• What you have to do
Output every entry below exactly as it is written.

__________

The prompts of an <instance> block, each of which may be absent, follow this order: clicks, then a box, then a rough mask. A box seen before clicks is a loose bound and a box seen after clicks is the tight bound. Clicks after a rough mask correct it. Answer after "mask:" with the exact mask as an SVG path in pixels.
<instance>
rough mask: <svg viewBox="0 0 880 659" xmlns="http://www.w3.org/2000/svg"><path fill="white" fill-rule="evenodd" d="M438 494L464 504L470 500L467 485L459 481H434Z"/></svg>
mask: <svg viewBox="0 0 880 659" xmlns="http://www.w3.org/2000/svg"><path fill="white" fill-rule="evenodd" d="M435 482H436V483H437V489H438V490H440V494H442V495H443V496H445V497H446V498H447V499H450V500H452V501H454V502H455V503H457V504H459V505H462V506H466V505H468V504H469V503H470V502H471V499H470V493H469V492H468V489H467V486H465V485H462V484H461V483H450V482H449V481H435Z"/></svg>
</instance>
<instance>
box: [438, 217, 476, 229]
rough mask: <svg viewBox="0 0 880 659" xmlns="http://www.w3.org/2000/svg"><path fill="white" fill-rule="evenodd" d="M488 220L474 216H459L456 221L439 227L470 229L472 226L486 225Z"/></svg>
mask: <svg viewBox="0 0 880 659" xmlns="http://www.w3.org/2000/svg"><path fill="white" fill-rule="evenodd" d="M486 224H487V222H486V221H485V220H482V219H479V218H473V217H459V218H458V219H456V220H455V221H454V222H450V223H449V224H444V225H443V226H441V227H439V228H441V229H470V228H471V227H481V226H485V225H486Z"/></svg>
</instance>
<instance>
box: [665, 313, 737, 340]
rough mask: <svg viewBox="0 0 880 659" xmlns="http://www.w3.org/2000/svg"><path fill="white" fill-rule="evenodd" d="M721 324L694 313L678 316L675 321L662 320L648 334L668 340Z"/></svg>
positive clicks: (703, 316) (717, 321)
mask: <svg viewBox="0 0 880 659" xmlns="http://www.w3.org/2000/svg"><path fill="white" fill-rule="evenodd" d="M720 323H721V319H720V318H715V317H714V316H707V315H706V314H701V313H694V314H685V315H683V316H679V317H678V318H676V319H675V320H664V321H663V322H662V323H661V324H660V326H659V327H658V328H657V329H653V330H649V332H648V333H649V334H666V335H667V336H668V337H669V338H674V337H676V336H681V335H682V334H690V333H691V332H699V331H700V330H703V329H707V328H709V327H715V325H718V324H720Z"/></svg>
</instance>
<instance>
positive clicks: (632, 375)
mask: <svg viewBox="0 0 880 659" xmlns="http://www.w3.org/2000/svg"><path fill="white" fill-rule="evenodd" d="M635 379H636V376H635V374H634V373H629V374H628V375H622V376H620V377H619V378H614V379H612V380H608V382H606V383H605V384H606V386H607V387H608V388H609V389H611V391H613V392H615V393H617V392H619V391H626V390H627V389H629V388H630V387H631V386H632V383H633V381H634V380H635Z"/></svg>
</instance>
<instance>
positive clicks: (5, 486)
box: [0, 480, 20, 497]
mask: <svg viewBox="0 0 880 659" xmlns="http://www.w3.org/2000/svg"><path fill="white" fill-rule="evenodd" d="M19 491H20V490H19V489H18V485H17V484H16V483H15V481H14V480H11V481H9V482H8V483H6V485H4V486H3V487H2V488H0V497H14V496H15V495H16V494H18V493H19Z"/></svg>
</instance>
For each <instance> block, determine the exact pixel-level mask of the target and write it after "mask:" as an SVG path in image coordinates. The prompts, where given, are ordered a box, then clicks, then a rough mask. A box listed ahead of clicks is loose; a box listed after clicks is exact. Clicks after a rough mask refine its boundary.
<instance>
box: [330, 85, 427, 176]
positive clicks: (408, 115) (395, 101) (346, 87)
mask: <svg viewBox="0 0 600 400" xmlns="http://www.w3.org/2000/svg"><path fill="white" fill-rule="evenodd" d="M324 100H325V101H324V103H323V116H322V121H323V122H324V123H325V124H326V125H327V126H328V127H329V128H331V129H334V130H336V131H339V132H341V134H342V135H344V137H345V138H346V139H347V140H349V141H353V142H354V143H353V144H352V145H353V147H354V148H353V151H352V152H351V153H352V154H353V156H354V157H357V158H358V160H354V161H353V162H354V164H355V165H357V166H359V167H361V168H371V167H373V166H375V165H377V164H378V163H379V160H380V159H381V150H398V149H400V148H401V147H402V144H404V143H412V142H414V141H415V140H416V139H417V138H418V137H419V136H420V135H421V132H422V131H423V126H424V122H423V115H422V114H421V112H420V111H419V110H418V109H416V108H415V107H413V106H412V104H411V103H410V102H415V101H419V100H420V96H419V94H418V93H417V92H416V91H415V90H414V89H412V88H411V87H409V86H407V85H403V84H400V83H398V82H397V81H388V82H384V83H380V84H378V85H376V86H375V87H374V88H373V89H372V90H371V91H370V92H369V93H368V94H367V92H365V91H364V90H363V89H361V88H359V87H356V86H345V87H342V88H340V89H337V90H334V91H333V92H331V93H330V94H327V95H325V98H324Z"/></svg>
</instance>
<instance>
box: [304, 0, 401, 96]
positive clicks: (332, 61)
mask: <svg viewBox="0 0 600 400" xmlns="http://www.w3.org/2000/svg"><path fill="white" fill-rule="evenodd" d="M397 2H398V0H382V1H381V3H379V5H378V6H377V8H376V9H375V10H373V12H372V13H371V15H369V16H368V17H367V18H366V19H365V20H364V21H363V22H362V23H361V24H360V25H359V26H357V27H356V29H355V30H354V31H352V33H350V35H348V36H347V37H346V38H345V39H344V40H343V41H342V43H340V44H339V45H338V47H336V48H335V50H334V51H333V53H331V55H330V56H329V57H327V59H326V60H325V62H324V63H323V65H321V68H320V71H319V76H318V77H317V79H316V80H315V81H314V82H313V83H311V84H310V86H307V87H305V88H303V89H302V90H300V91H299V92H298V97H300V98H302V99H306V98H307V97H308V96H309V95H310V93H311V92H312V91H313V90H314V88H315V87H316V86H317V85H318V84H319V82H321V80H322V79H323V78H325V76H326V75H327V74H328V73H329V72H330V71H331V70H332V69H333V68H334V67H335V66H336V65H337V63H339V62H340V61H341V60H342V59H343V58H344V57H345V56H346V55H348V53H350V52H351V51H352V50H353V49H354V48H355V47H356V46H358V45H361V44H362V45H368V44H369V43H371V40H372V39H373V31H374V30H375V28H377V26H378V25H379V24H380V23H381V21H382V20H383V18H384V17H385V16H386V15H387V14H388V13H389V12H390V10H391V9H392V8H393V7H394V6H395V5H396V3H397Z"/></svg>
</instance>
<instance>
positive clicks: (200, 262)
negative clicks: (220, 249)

__________

• Output of the task
The prompts of an <instance> block, each of which may be absent, follow this order: clicks, then a box, then a rough mask. A box seen before clicks is a loose bound and a box seen after clicks is the tight bound. Clicks after a rough mask correct it. Answer after "mask:" with the exact mask as an SVG path in pixels.
<instance>
rough mask: <svg viewBox="0 0 880 659" xmlns="http://www.w3.org/2000/svg"><path fill="white" fill-rule="evenodd" d="M438 494L464 504L470 500L467 485L459 481H434Z"/></svg>
mask: <svg viewBox="0 0 880 659" xmlns="http://www.w3.org/2000/svg"><path fill="white" fill-rule="evenodd" d="M435 482H436V483H437V489H438V490H440V494H442V495H443V496H445V497H446V498H447V499H450V500H452V501H454V502H455V503H457V504H459V505H462V506H466V505H468V504H469V503H470V502H471V499H470V493H469V492H468V489H467V486H465V485H462V484H461V483H450V482H449V481H435Z"/></svg>
</instance>
<instance>
box: [438, 217, 476, 229]
rough mask: <svg viewBox="0 0 880 659" xmlns="http://www.w3.org/2000/svg"><path fill="white" fill-rule="evenodd" d="M488 220L474 216H459L456 221L439 227L470 229L472 226L486 225Z"/></svg>
mask: <svg viewBox="0 0 880 659" xmlns="http://www.w3.org/2000/svg"><path fill="white" fill-rule="evenodd" d="M486 224H487V222H486V221H485V220H482V219H479V218H473V217H459V218H458V219H456V220H455V221H454V222H450V223H449V224H444V225H443V226H441V227H439V228H441V229H470V228H471V227H481V226H485V225H486Z"/></svg>
</instance>
<instance>
box: [665, 313, 737, 340]
rough mask: <svg viewBox="0 0 880 659" xmlns="http://www.w3.org/2000/svg"><path fill="white" fill-rule="evenodd" d="M721 324L694 313L678 316L675 321L662 320L648 334L668 340Z"/></svg>
positive clicks: (703, 316) (717, 321)
mask: <svg viewBox="0 0 880 659" xmlns="http://www.w3.org/2000/svg"><path fill="white" fill-rule="evenodd" d="M720 323H721V319H720V318H715V317H714V316H707V315H706V314H701V313H694V314H685V315H683V316H679V317H678V318H676V319H675V320H664V321H663V322H662V323H661V324H660V326H659V327H658V328H657V329H653V330H649V332H648V333H649V334H666V335H667V336H668V337H669V338H674V337H676V336H681V335H682V334H690V333H691V332H699V331H700V330H703V329H707V328H709V327H715V325H718V324H720Z"/></svg>
</instance>
<instance>
positive clicks: (632, 375)
mask: <svg viewBox="0 0 880 659" xmlns="http://www.w3.org/2000/svg"><path fill="white" fill-rule="evenodd" d="M635 379H636V376H635V374H634V373H629V374H628V375H622V376H620V377H619V378H614V379H612V380H608V382H606V383H605V384H606V386H607V387H608V388H609V389H611V391H613V392H615V393H617V392H619V391H626V390H627V389H629V388H630V387H631V386H632V383H633V381H634V380H635Z"/></svg>
</instance>
<instance>
positive clicks: (5, 486)
box: [0, 480, 20, 497]
mask: <svg viewBox="0 0 880 659" xmlns="http://www.w3.org/2000/svg"><path fill="white" fill-rule="evenodd" d="M19 491H20V490H19V489H18V485H17V484H16V483H15V481H14V480H11V481H9V482H8V483H6V485H4V486H3V487H2V488H0V497H14V496H15V495H16V494H18V493H19Z"/></svg>
</instance>
For each <instance> block, determine the exact pixel-level mask of the target and write it after "mask:" as an SVG path in image coordinates. The prompts, where given, are ordered a box, then clicks, then a rough mask. A box listed ahead of clicks is loose; a box listed after clicks is exact. Clicks after a rough mask refine its boundary.
<instance>
box: [330, 85, 427, 176]
positive clicks: (408, 115) (395, 101) (346, 87)
mask: <svg viewBox="0 0 600 400" xmlns="http://www.w3.org/2000/svg"><path fill="white" fill-rule="evenodd" d="M324 100H325V101H324V103H323V116H322V121H323V122H324V123H325V124H326V125H327V126H328V127H329V128H331V129H334V130H336V131H339V132H341V134H342V135H344V137H345V138H346V139H347V140H349V141H353V142H354V143H353V144H352V145H353V147H354V148H353V151H352V152H351V153H352V154H353V156H354V157H357V158H358V160H354V161H353V162H354V164H355V165H357V166H359V167H361V168H371V167H373V166H375V165H377V164H378V163H379V160H380V159H381V150H398V149H400V148H401V147H402V144H404V143H412V142H414V141H415V140H416V139H417V138H418V137H419V136H420V135H421V132H422V131H423V126H424V122H423V115H422V114H421V112H420V111H419V110H418V109H416V108H415V107H413V106H412V104H411V103H410V102H415V101H419V100H420V96H419V94H418V93H417V92H416V91H415V90H414V89H412V88H411V87H409V86H407V85H403V84H400V83H398V82H397V81H388V82H384V83H380V84H378V85H376V86H375V87H374V88H373V89H372V90H371V91H370V92H369V93H368V94H367V92H365V91H364V90H363V89H361V88H359V87H356V86H345V87H342V88H340V89H337V90H334V91H333V92H331V93H330V94H327V95H325V98H324Z"/></svg>
</instance>
<instance>
box: [304, 0, 401, 96]
positive clicks: (332, 61)
mask: <svg viewBox="0 0 600 400" xmlns="http://www.w3.org/2000/svg"><path fill="white" fill-rule="evenodd" d="M397 2H398V0H382V1H381V3H379V5H378V6H377V8H376V9H375V10H373V12H372V13H371V15H369V16H368V17H367V18H366V19H365V20H364V21H363V22H362V23H361V24H360V25H359V26H357V27H356V29H355V30H354V31H352V33H350V35H348V36H347V37H346V38H345V39H344V40H343V41H342V43H340V44H339V45H338V47H336V48H335V50H334V51H333V53H331V55H330V56H329V57H327V59H326V60H325V62H324V63H323V65H321V68H320V71H319V76H318V77H317V79H316V80H315V81H314V82H313V83H311V84H310V86H307V87H305V88H303V89H302V90H300V91H299V92H298V97H300V98H302V99H306V98H307V97H308V96H309V95H310V93H311V92H312V91H313V90H314V88H315V87H316V86H317V85H318V84H319V82H321V80H322V79H323V78H325V76H326V75H327V74H328V73H329V72H330V71H331V70H332V69H333V68H334V67H335V66H336V65H337V63H339V62H340V61H341V60H342V59H343V58H344V57H345V56H346V55H348V53H350V52H351V51H352V50H353V49H354V48H355V47H356V46H358V45H361V44H362V45H368V44H369V43H371V40H372V39H373V31H374V30H375V28H377V26H378V25H379V24H380V23H381V21H382V20H383V18H384V17H385V16H386V15H387V14H388V13H389V12H390V10H391V9H392V8H393V7H394V6H395V5H396V3H397Z"/></svg>
</instance>
<instance>
positive clicks: (200, 262)
negative clicks: (220, 249)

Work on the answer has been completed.